▶ _ИСХОДНЫЙ ТЕКСТ_:
====================

В. И. Греков
Киреевский И. В.: биобиблиографическая справка, Киреевский Иван Васильевич, Год: 1990
Время на прочтение: 8 минут(ы)
КИРЕЕВСКИЙ, Иван Васильевич [22.III(3.IV)1806, Москва — 11(23).VI.1856, Петербург] — прозаик, критик, публицист, теоретик литературы. Издатель, брат собирателя народных песен Петра Киреевского. С самого детства К. окружали люди талантливые, увлекающиеся литературой, философией, искусством. Близким родственником Киреевских был В. А. Жуковский.
Получив блестящее домашнее образование, К. восемнадцати лет поступил на службу в Московский главный архив Иностранной коллегии. Его друзьями и сослуживцами стали ‘архивные юноши’ (Д. и А. Веневитиновы, В. Титов, С. Шевырев, В. Одоевский), как и К., жадно тянувшиеся к философскому знанию. Тогда же, в 1824 г., ‘архивные юноши’ и близкие к ним молодые люди создали ‘Общество любомудрия’, к которому примкнули А. Кошелев и др. Поражение декабристов привело к роспуску кружка. К. оставил службу и решил посвятить себя литературе, он рассматривал литературные занятия как способ служения народу и обществу. ‘Я могу быть литератором,— писал К. в письме к А. И. Кошелеву,— а содействовать просвещению народа не есть ли величайшее благодеяние, которое можно ему сделать?’ (Критика и эстетика.— С. 335).

====================

▶ _ФРАГМЕНТ ДАННЫХ_:
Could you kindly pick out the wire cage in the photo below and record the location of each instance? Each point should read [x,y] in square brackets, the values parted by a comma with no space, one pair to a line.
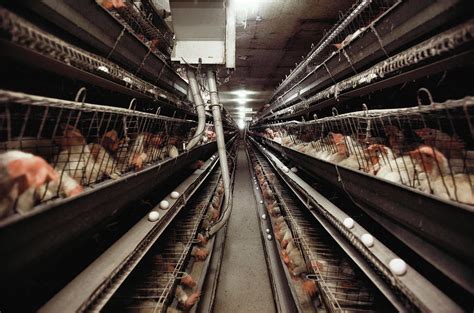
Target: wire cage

====================

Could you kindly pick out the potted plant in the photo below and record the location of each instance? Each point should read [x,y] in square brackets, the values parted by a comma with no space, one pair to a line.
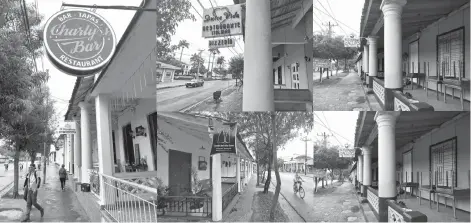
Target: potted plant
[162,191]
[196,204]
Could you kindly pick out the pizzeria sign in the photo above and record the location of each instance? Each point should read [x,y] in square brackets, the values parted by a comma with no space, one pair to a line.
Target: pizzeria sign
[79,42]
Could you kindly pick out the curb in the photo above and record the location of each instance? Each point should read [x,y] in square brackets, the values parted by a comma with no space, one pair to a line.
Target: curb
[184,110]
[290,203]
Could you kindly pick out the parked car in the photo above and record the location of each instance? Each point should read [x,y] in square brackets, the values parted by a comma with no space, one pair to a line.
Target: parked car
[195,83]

====================

▶ _УСЛОВИЕ ЗАДАНИЯ_:
Выведите дословно часть исходного текста: начните со слов «Получив блестящее домашнее» и остановитесь после слов «эстетика.— С. 335).». Данные никак не связаны с исходным текстом.

▶ _ОТВЕТ К ЗАДАНИЮ_:
Получив блестящее домашнее образование, К. восемнадцати лет поступил на службу в Московский главный архив Иностранной коллегии. Его друзьями и сослуживцами стали ‘архивные юноши’ (Д. и А. Веневитиновы, В. Титов, С. Шевырев, В. Одоевский), как и К., жадно тянувшиеся к философскому знанию. Тогда же, в 1824 г., ‘архивные юноши’ и близкие к ним молодые люди создали ‘Общество любомудрия’, к которому примкнули А. Кошелев и др. Поражение декабристов привело к роспуску кружка. К. оставил службу и решил посвятить себя литературе, он рассматривал литературные занятия как способ служения народу и обществу. ‘Я могу быть литератором,— писал К. в письме к А. И. Кошелеву,— а содействовать просвещению народа не есть ли величайшее благодеяние, которое можно ему сделать?’ (Критика и эстетика.— С. 335).